▶ About this exercise
Give back, character for character, the line that includes "Can you find the person" and all lines beneath it in the data.

◆ ◆ ◆ ◆ ◆ ◆ ◆

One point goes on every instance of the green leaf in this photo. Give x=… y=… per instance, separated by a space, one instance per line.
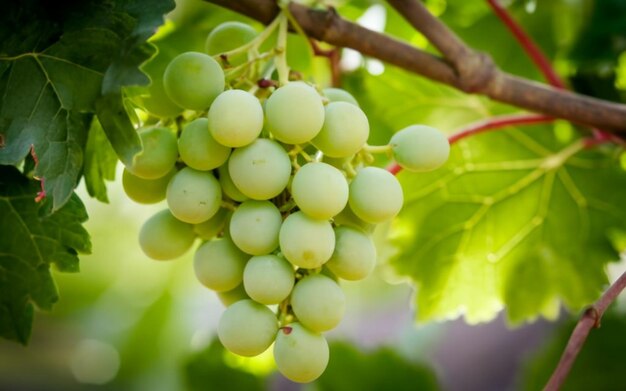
x=32 y=240
x=515 y=219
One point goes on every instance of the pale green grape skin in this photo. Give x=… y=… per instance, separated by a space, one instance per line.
x=344 y=132
x=320 y=190
x=210 y=228
x=235 y=118
x=268 y=279
x=301 y=355
x=375 y=195
x=228 y=36
x=294 y=113
x=318 y=302
x=193 y=196
x=163 y=237
x=339 y=95
x=193 y=80
x=306 y=242
x=260 y=170
x=420 y=148
x=354 y=257
x=146 y=191
x=228 y=187
x=219 y=264
x=232 y=296
x=247 y=328
x=198 y=149
x=159 y=154
x=254 y=227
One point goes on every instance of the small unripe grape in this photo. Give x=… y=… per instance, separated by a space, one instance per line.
x=235 y=118
x=163 y=237
x=294 y=113
x=193 y=80
x=420 y=148
x=247 y=328
x=375 y=195
x=301 y=355
x=159 y=154
x=194 y=196
x=198 y=149
x=145 y=191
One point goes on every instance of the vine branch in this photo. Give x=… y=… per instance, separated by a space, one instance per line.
x=589 y=320
x=469 y=73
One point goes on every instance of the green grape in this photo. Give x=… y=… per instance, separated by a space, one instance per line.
x=228 y=187
x=198 y=149
x=354 y=257
x=235 y=118
x=254 y=227
x=375 y=195
x=260 y=170
x=320 y=190
x=194 y=196
x=306 y=242
x=268 y=279
x=228 y=36
x=232 y=296
x=146 y=191
x=420 y=148
x=301 y=355
x=294 y=113
x=213 y=226
x=192 y=80
x=163 y=237
x=247 y=328
x=318 y=302
x=339 y=95
x=159 y=154
x=219 y=264
x=345 y=130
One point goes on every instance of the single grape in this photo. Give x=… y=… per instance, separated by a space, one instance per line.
x=235 y=118
x=345 y=130
x=163 y=237
x=268 y=279
x=219 y=264
x=301 y=355
x=306 y=242
x=159 y=154
x=207 y=230
x=354 y=257
x=339 y=95
x=192 y=80
x=260 y=170
x=198 y=149
x=320 y=190
x=228 y=36
x=146 y=191
x=420 y=148
x=228 y=187
x=254 y=227
x=318 y=302
x=375 y=195
x=194 y=196
x=247 y=328
x=294 y=113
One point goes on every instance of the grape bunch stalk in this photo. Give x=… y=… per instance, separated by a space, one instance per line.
x=275 y=177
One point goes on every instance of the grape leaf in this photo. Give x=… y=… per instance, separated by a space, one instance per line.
x=515 y=218
x=32 y=239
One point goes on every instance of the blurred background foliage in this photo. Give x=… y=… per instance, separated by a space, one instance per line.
x=129 y=323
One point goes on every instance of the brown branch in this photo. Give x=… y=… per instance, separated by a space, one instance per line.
x=590 y=319
x=468 y=75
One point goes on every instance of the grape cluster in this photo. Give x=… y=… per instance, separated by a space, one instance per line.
x=282 y=195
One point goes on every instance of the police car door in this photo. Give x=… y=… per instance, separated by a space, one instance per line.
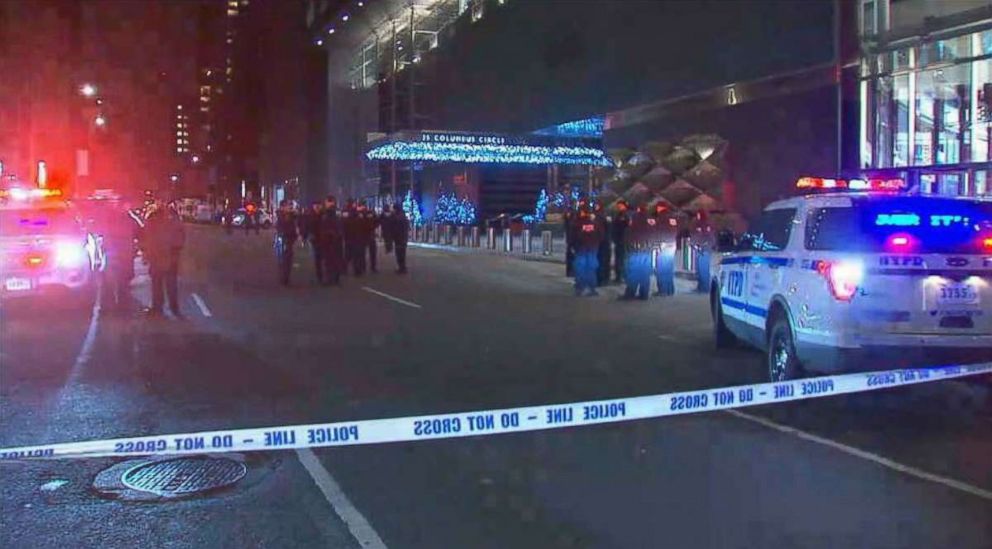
x=769 y=262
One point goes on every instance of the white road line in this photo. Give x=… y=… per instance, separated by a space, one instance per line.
x=359 y=527
x=392 y=298
x=202 y=305
x=875 y=458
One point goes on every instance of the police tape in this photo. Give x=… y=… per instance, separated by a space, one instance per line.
x=490 y=422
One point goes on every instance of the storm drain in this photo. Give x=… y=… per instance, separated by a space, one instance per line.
x=184 y=476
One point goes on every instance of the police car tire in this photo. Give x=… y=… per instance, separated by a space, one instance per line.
x=722 y=336
x=781 y=333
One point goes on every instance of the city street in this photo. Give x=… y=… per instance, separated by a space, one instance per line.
x=908 y=467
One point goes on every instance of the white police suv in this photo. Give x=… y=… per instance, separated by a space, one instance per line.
x=858 y=275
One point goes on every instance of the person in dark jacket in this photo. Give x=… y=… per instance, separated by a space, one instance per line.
x=386 y=222
x=332 y=241
x=400 y=232
x=118 y=242
x=587 y=233
x=162 y=243
x=286 y=234
x=638 y=256
x=371 y=223
x=604 y=252
x=569 y=218
x=354 y=243
x=618 y=234
x=311 y=233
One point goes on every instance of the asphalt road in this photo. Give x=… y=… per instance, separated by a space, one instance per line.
x=907 y=467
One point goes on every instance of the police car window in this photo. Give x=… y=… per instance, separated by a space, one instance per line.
x=770 y=233
x=901 y=224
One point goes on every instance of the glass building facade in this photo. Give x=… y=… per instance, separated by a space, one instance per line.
x=926 y=94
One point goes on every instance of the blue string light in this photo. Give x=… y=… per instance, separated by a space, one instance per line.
x=412 y=209
x=489 y=153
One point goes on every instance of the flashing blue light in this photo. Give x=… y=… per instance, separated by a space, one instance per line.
x=897 y=220
x=490 y=153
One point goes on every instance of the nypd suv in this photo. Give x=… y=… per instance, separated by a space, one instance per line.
x=856 y=275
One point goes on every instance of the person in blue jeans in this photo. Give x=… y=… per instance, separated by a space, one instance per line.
x=637 y=267
x=587 y=233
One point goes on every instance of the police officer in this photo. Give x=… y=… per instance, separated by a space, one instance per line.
x=332 y=242
x=162 y=243
x=702 y=238
x=618 y=233
x=118 y=242
x=400 y=232
x=665 y=229
x=354 y=245
x=286 y=234
x=587 y=233
x=604 y=252
x=371 y=222
x=637 y=241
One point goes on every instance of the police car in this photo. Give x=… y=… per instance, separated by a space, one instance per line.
x=858 y=275
x=43 y=245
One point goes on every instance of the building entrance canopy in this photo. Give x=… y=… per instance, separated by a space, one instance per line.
x=488 y=148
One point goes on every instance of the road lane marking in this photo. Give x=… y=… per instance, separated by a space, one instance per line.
x=392 y=298
x=863 y=454
x=202 y=305
x=359 y=527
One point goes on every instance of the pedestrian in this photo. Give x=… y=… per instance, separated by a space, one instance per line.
x=665 y=228
x=286 y=234
x=703 y=241
x=163 y=239
x=604 y=251
x=332 y=242
x=638 y=253
x=371 y=223
x=618 y=234
x=312 y=234
x=586 y=236
x=386 y=222
x=569 y=218
x=354 y=242
x=118 y=243
x=400 y=232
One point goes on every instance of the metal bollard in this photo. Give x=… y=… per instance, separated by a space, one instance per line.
x=547 y=243
x=507 y=241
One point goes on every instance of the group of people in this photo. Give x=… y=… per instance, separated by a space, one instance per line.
x=641 y=243
x=340 y=241
x=160 y=235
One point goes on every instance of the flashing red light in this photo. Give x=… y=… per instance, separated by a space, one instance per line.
x=843 y=278
x=852 y=184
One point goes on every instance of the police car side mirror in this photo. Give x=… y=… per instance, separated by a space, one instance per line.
x=725 y=242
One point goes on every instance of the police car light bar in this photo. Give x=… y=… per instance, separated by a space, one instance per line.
x=18 y=193
x=852 y=184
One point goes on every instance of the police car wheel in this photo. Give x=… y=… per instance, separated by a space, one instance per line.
x=783 y=364
x=721 y=334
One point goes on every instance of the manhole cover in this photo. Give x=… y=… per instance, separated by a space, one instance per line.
x=184 y=476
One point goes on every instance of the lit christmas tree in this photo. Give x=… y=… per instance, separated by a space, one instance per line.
x=412 y=209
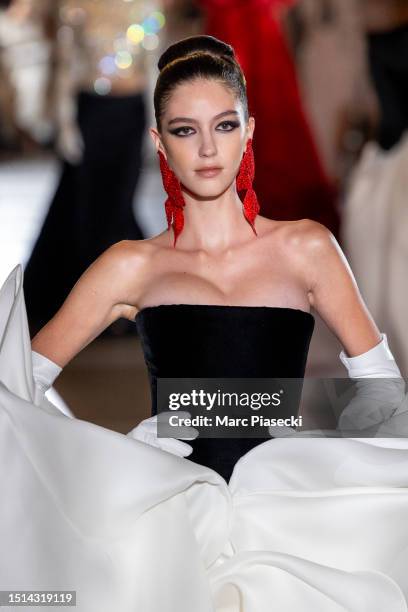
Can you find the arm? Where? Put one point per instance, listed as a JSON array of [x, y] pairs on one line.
[[105, 292], [332, 288]]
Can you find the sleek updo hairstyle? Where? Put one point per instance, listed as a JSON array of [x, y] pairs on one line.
[[198, 57]]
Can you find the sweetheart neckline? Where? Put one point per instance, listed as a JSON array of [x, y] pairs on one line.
[[233, 306]]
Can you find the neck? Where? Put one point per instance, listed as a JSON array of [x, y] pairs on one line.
[[213, 225]]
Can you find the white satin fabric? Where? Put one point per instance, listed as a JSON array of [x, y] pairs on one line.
[[305, 524], [374, 234]]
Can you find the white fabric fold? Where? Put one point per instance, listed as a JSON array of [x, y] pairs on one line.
[[303, 525]]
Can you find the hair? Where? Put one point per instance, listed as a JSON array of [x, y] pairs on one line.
[[197, 57]]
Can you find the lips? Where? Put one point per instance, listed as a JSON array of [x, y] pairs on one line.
[[209, 172]]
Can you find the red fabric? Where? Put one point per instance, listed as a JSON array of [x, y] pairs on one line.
[[289, 178]]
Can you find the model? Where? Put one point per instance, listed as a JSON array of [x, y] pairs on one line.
[[223, 292]]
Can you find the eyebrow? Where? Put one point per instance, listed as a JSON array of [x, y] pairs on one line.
[[176, 119]]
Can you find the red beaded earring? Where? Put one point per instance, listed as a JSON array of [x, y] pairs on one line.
[[244, 182], [175, 202]]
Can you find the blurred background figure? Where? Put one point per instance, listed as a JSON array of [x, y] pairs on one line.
[[26, 47], [290, 180], [100, 78], [376, 209]]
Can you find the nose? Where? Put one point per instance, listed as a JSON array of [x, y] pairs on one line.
[[207, 146]]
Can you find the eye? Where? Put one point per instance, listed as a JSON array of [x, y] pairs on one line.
[[230, 124], [179, 131]]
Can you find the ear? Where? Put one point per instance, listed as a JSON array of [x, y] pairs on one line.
[[157, 141]]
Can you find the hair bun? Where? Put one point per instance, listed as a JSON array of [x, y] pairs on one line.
[[193, 45]]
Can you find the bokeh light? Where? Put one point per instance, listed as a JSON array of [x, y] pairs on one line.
[[123, 59], [102, 86], [150, 42], [135, 33], [107, 65]]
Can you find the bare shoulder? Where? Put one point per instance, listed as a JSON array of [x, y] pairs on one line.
[[305, 234], [131, 255]]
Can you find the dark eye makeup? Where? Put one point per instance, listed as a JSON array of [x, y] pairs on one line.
[[231, 126]]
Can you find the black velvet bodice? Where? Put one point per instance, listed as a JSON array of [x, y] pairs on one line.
[[217, 341]]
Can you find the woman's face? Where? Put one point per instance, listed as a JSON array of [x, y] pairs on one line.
[[203, 126]]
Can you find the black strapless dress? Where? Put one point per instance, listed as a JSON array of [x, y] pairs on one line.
[[217, 341]]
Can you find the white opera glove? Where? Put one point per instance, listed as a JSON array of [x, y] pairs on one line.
[[146, 432], [45, 372], [377, 362], [375, 401]]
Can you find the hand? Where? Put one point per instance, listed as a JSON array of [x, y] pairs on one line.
[[146, 432]]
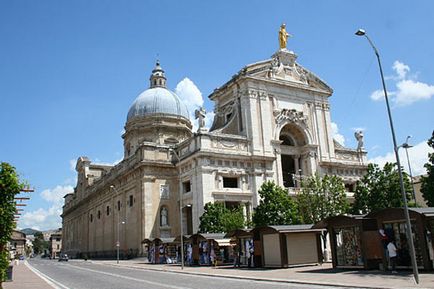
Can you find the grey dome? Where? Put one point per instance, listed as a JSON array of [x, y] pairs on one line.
[[158, 100]]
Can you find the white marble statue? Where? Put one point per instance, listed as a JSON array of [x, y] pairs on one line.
[[200, 114]]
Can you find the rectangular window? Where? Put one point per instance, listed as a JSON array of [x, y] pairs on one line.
[[186, 187], [230, 182]]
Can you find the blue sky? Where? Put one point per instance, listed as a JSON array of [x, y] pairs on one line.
[[69, 71]]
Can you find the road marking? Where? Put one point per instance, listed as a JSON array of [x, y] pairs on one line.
[[130, 278], [53, 283]]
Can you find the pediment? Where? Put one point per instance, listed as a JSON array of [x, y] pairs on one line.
[[283, 67]]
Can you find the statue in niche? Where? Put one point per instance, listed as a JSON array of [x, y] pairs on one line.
[[359, 137], [283, 36], [164, 214], [200, 114]]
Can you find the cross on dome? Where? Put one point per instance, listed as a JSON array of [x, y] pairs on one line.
[[158, 78]]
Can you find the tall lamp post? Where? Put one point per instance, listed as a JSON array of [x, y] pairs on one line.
[[406, 146], [362, 32], [118, 244], [172, 151]]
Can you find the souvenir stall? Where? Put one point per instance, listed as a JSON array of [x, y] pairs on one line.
[[287, 245], [243, 249], [160, 250], [392, 222], [207, 248], [355, 241], [188, 258], [149, 249]]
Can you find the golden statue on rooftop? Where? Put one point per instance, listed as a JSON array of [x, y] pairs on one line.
[[283, 36]]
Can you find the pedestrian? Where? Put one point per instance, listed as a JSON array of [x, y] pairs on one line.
[[391, 249]]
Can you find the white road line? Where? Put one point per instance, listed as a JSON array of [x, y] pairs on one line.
[[53, 283], [164, 285]]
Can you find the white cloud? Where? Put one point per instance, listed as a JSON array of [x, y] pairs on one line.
[[43, 219], [115, 162], [192, 97], [72, 164], [408, 89], [56, 195], [401, 69], [418, 156], [190, 94], [336, 135]]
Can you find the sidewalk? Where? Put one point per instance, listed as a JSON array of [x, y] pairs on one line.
[[315, 275], [24, 278]]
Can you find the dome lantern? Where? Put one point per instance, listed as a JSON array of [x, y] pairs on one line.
[[158, 78]]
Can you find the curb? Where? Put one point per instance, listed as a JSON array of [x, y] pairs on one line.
[[292, 281]]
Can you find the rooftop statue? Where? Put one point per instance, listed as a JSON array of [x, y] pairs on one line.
[[283, 36]]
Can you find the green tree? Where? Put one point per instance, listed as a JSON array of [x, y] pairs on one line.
[[321, 198], [10, 186], [427, 187], [217, 219], [39, 244], [276, 207], [379, 189]]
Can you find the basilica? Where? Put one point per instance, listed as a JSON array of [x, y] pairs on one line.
[[272, 122]]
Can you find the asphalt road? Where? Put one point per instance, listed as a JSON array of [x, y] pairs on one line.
[[78, 274]]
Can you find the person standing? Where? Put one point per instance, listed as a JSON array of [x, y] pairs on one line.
[[391, 249]]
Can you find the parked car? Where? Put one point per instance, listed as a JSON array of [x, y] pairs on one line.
[[63, 257]]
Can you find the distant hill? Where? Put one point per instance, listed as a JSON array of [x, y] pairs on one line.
[[29, 231]]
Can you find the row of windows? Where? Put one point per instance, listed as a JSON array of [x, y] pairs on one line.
[[228, 182], [130, 203]]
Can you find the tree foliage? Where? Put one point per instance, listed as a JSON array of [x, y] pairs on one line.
[[427, 187], [10, 186], [39, 244], [321, 198], [217, 219], [379, 189], [276, 207]]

◆ ◆ ◆ ◆ ◆ ◆ ◆

▶ Solution
Can you find the person standing? Where? Put one point per instance, listed as a JSON array of [x, y] pairs on one line.
[[391, 249]]
Can you find the parked car? Where? Put one point per instance, listed as a JSON array of [x, y] pairs on one line.
[[63, 257]]
Can you find the distant hill? Where? Put one point per instance, listed as a JSON array of [x, y] pairs on one line.
[[29, 231]]
Can you find the row of windows? Where? Put one point per instance, listed as a JSON array of [x, y] pairs on one line.
[[228, 182], [130, 203]]
Can you find the tree foliage? Where? Put one point per instance, listed as a JSON array of [x, y] pairs on one line.
[[427, 187], [10, 186], [39, 244], [321, 198], [217, 219], [379, 189], [276, 207]]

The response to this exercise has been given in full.